• _Task directions_: Output, with no changes, the span of lines that opens with the line containing "Find the stone" and closes with the last line.

Labeling and segmentation records:

— begin —

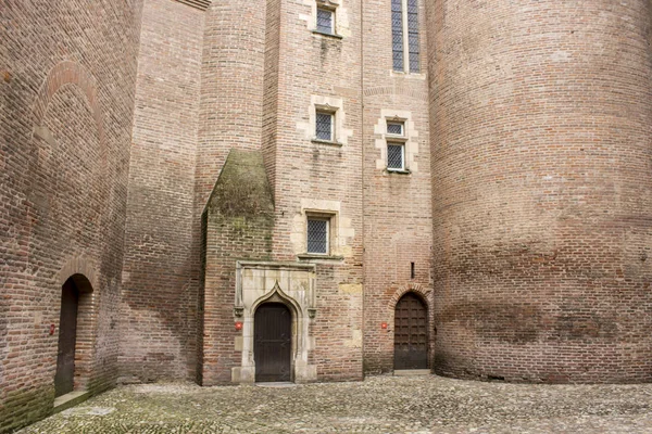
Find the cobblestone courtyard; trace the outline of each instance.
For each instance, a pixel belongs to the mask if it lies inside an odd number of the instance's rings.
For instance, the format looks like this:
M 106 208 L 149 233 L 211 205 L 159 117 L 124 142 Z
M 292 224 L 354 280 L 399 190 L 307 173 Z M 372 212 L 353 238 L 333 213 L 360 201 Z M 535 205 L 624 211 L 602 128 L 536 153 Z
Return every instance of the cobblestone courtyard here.
M 21 433 L 650 433 L 652 384 L 428 376 L 359 383 L 123 386 Z

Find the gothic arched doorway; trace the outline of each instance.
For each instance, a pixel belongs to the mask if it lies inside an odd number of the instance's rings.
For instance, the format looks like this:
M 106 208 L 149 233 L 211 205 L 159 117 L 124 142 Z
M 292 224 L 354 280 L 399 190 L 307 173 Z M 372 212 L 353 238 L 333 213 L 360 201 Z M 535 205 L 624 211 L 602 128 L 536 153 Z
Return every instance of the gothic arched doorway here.
M 292 315 L 283 303 L 265 303 L 253 319 L 255 381 L 290 381 Z
M 428 308 L 416 294 L 403 295 L 394 310 L 394 369 L 428 368 Z

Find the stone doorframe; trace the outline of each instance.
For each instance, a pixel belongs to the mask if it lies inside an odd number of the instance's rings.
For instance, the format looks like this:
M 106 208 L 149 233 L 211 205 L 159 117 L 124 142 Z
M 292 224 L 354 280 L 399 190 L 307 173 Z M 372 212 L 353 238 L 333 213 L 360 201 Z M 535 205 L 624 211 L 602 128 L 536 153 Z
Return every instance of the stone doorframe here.
M 236 352 L 242 354 L 241 366 L 231 369 L 234 383 L 255 382 L 253 355 L 255 309 L 263 303 L 283 303 L 292 314 L 291 379 L 297 383 L 317 380 L 316 365 L 309 365 L 315 347 L 310 322 L 316 315 L 314 264 L 251 261 L 236 263 L 236 299 L 234 316 L 242 321 L 242 335 L 236 339 Z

— end —

• _Result of this task_:
Find the stone doorframe; trace the outline of each instance.
For each instance, a pixel belongs to the mask if it lies inside an odd number of the instance's rings.
For instance, the format looks like this:
M 106 208 L 149 233 L 211 205 L 159 117 L 124 142 Z
M 292 224 L 354 280 L 399 190 L 307 173 Z M 372 212 L 353 238 L 333 213 L 360 201 Z M 535 205 L 624 211 L 602 128 L 536 153 Z
Return every instance of the stone doorframe here.
M 236 352 L 242 354 L 241 366 L 231 369 L 234 383 L 255 382 L 253 355 L 255 309 L 263 303 L 283 303 L 292 314 L 291 379 L 297 383 L 317 380 L 316 365 L 309 365 L 315 347 L 310 322 L 316 315 L 314 264 L 251 261 L 236 263 L 236 299 L 234 316 L 242 321 L 242 335 L 236 339 Z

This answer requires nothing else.